(Material provided Opens)

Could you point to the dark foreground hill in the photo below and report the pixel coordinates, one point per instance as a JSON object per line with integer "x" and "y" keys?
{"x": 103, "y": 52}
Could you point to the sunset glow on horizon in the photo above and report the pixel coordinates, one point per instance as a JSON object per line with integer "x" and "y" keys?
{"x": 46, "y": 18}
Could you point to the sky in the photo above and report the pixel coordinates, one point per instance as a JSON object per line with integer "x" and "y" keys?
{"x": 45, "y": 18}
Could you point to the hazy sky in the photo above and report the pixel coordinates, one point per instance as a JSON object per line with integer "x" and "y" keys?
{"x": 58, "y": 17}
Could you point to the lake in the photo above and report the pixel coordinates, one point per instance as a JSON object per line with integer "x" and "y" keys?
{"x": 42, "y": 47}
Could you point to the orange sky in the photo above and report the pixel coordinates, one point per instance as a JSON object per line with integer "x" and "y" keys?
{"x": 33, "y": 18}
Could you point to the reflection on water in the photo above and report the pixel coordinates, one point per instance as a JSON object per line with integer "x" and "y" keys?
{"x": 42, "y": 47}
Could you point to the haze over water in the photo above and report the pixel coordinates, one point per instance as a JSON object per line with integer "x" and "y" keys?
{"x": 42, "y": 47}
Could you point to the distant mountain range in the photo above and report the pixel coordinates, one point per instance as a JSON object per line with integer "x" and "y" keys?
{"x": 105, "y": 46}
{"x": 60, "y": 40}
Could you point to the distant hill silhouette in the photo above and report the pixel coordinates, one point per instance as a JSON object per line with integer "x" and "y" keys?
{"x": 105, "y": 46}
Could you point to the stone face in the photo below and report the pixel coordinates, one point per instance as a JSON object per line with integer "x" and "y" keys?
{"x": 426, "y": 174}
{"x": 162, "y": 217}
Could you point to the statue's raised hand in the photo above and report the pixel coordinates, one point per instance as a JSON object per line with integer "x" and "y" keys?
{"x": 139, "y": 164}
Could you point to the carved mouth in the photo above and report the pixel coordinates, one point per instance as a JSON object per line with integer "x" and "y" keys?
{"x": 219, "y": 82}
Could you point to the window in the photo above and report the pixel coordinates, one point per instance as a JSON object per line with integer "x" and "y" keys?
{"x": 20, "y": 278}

(Material provided Closes)

**Exercise prompt**
Go to the line with "Could you point to the statue's" and set down that line and every line after it, through the end of the material above, word for word.

**Exercise solution**
Could you point to the statue's raised hand in the photo above and report the pixel coordinates, one point per instance as a JSON object per line with integer "x" and "y" keys?
{"x": 139, "y": 164}
Could you point to the carved mouth in the photo above and report the pixel coordinates, one point per instance as a JSON object per line with integer "x" and "y" keys?
{"x": 219, "y": 82}
Could you point to the window in the photo above and report the pixel coordinates, one point per instance as a JSON object per line with integer "x" and "y" keys?
{"x": 20, "y": 278}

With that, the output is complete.